What this task involves:
Look below for the line containing "the dark hill", then write out that line and every line after it to the end, exactly, minus the pictures.

..........

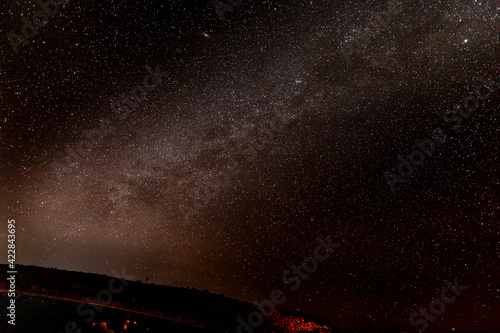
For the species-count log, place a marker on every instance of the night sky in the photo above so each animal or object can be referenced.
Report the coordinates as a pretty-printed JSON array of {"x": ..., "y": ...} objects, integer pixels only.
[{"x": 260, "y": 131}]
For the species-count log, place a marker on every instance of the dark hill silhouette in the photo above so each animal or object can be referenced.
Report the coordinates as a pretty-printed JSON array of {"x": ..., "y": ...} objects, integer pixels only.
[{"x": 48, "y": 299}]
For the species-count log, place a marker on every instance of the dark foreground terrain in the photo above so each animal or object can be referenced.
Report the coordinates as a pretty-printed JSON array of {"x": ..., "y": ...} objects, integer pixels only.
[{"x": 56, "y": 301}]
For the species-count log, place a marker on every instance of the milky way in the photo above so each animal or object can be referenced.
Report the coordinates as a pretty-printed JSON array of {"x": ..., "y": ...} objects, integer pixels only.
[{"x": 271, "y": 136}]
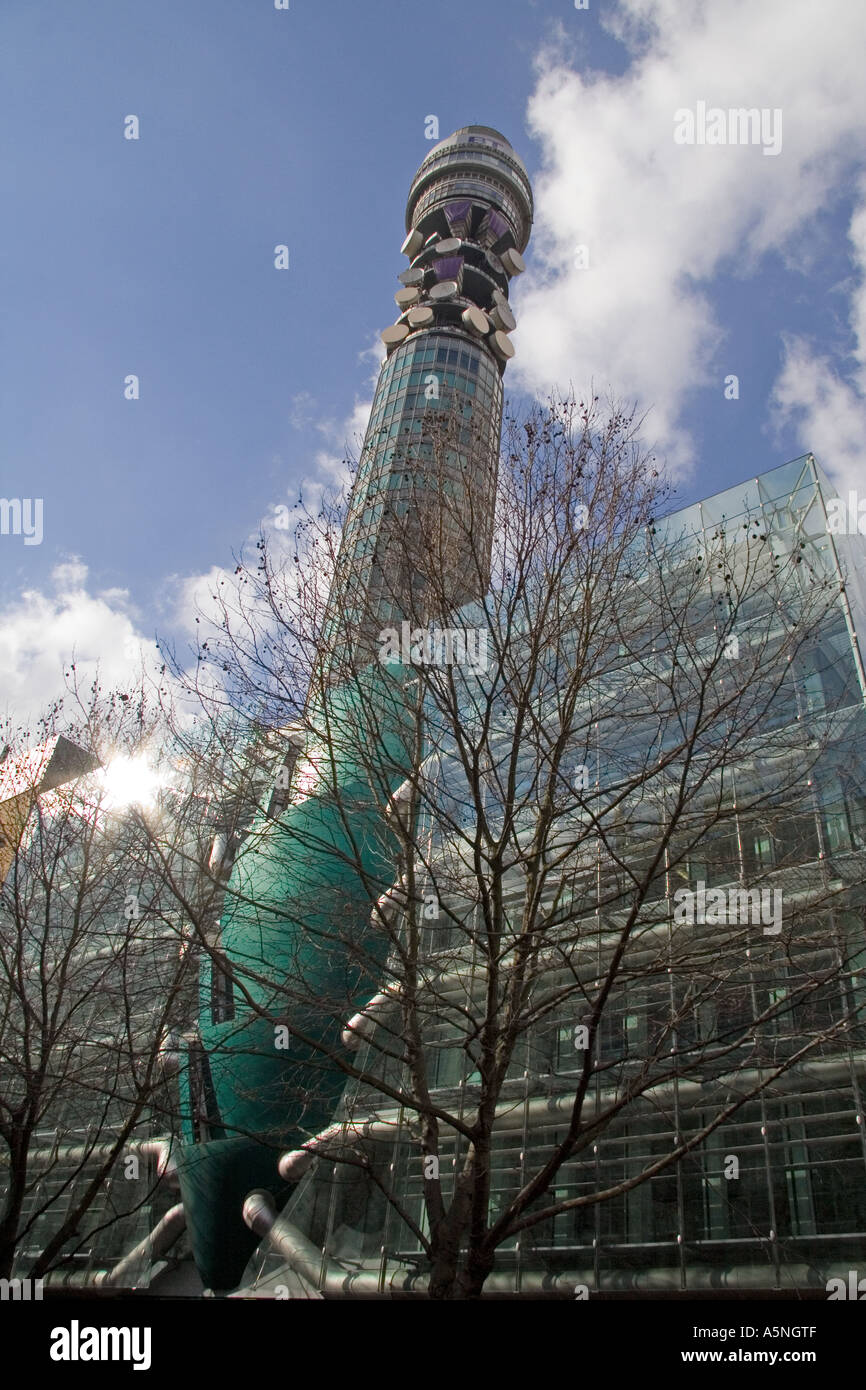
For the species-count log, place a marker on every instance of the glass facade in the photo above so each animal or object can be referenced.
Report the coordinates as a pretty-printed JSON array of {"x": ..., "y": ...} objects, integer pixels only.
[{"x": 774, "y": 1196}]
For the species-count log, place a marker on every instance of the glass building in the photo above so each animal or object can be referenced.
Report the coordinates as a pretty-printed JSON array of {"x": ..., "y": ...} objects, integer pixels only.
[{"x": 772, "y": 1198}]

..........

Finished answer:
For the species-count log, place a marker on every instance of the dark hill silhouette in the photo above so each animal or object can be referenced.
Report the coordinates as a pretty-printed JSON array of {"x": ..., "y": ...} objects, integer pixels only.
[{"x": 48, "y": 299}]
For the species-count log, place a marker on every instance of the dark foreground terrain in the photo above so each animal or object can be referenced.
Report the coordinates as a pretty-printed JSON array of {"x": ..., "y": ...} objects, integer pixels only.
[{"x": 56, "y": 301}]
For the species-count log, place a marker on every instance of the milky way in the photo above so each animal or object can be referenced.
Report the coordinates as a pretty-printed JSON array of {"x": ..., "y": ...} objects, integer pixels only.
[{"x": 271, "y": 136}]
For the species-count log, place a marker on every instance of the glass facade in the photo above so each animal or object can be referenced.
Report the coordinates as a pretty-printed JSON array of {"x": ..., "y": ...} objects, integer pixels only.
[{"x": 774, "y": 1196}]
For the species-count log, place a marker on every instance of the glass building in the photo above so each animal or object can be referenced.
Report the coordinates as a pretty-printed JSON array of {"x": ..., "y": ...} objects, integer pixels only.
[{"x": 772, "y": 1198}]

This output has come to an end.